--- Task brief ---
Reproduce each of the entries below word for word, with no changes to wording, punctuation, or coordinates.

#####

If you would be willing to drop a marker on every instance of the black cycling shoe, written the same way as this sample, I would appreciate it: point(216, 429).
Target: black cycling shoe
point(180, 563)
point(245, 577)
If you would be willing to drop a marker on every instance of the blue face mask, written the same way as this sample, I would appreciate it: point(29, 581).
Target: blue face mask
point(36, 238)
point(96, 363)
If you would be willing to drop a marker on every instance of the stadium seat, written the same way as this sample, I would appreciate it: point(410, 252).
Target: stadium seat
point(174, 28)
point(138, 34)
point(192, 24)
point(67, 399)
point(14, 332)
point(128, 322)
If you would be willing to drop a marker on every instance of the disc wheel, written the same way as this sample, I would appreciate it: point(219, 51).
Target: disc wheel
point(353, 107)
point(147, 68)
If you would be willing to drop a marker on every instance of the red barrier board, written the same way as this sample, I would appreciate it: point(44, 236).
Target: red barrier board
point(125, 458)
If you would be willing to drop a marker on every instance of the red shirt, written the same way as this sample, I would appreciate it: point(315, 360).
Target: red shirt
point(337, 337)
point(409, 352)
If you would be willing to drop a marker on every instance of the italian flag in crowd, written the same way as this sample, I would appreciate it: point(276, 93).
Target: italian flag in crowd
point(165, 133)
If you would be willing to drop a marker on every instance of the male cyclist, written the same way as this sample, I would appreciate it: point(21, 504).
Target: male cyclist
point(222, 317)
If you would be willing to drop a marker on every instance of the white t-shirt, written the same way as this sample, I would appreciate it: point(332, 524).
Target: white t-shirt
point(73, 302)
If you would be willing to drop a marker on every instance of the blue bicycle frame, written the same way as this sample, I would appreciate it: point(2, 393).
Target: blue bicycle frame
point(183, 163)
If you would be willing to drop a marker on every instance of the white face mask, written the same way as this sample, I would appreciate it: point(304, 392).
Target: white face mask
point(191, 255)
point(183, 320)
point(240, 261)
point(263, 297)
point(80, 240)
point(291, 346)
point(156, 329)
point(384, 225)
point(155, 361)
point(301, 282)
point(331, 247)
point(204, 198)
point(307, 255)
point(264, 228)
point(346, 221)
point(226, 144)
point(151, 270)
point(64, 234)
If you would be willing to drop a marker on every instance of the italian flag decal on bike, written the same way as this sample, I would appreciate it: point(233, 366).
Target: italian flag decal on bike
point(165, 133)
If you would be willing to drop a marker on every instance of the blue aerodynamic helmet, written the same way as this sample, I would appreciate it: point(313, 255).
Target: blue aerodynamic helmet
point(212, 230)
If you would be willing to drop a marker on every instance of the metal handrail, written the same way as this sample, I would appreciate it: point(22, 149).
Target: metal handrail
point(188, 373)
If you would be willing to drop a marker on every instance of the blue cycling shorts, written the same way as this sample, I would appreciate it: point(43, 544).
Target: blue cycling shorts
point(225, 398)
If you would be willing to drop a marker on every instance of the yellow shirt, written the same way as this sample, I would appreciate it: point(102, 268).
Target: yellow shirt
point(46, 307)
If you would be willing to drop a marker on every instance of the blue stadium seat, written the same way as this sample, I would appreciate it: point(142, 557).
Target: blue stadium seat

#####

--- Result for this task ---
If you would be willing to drop a marker on every instance of the black cycling shoe, written the same way as this sample, I would appreciate it: point(216, 429).
Target: black cycling shoe
point(180, 563)
point(245, 577)
If you would be willing to drop a marker on every instance of the blue face mask, written the same way as this sample, I would appreciate it: point(29, 581).
Target: blue face mask
point(36, 238)
point(96, 363)
If you would be willing to drop a marker on every instance of the stadium seat, written the same way as this sample, I would appreciate it: point(410, 252).
Target: stadium seat
point(174, 28)
point(138, 34)
point(192, 24)
point(67, 399)
point(14, 332)
point(128, 322)
If you would be willing to drop a marker on every instance of the disc wheel, written the same way as this sample, I would appreciate it: point(219, 51).
Target: disc wheel
point(353, 107)
point(147, 68)
If you would be willing to drop a marker on every instance of the red barrier board, written the same way as this sample, I would appreciate it: point(44, 236).
Target: red barrier board
point(125, 458)
If you would be willing to drop a marker on every instance of the red shirt, written the same way as this sample, I would appreciate it: point(315, 360).
Target: red shirt
point(337, 337)
point(409, 352)
If you would be willing to drop a marker on every instance of the italian flag in crowd, written the same way as this sample, I would appreciate it: point(276, 93).
Target: italian flag in crowd
point(165, 133)
If you would be willing to drop a marker on every instance of the male cyclist, written the same way as this sample, I would appreciate it: point(21, 504).
Target: male cyclist
point(222, 317)
If you would be willing to drop a marker on every instance of the white t-shirt, written the same way as this sample, I would appreciate it: point(332, 524).
Target: white t-shirt
point(73, 302)
If you would be willing to drop a marker on every instance of the blue bicycle frame, written the same way as this sample, I would appreciate it: point(2, 393).
Target: blue bicycle frame
point(183, 163)
If you would be willing to drop a marker on every instance of the white face mask, written the same way as this sample, I would appreciate it: point(304, 392).
Target: white face mask
point(191, 255)
point(183, 320)
point(240, 261)
point(263, 297)
point(80, 240)
point(291, 346)
point(156, 329)
point(384, 225)
point(155, 361)
point(301, 282)
point(331, 247)
point(204, 198)
point(307, 255)
point(264, 228)
point(346, 221)
point(226, 144)
point(151, 270)
point(64, 234)
If you would be willing to drop a marker on every instance of the italian flag decal on bike, written the same way as this sample, I would appreciate it: point(233, 366).
Target: italian flag decal on bike
point(165, 133)
If you would be willing to drop a marker on every instance of the blue aerodynamic helmet, written the same way as this sample, I would appreciate it: point(313, 255).
Target: blue aerodynamic helmet
point(212, 230)
If you would be willing to drop a marker on every instance of the metal handrail, written the same way as this sample, I would appreciate it: point(22, 149).
Target: metal handrail
point(188, 373)
If you would be willing to drop a marker on every instance of the blue cycling shorts, written the same way as this sample, I would appreciate it: point(43, 544).
Target: blue cycling shorts
point(225, 398)
If you would be willing to drop a marker on every instance of the yellow shirt, written the same way as this sample, I would appreciate it: point(102, 268).
Target: yellow shirt
point(46, 307)
If you would be willing to drop a marker on every instance of the blue stadium seat, written the same way as this sample, I would appreciate it: point(142, 557).
Target: blue stadium seat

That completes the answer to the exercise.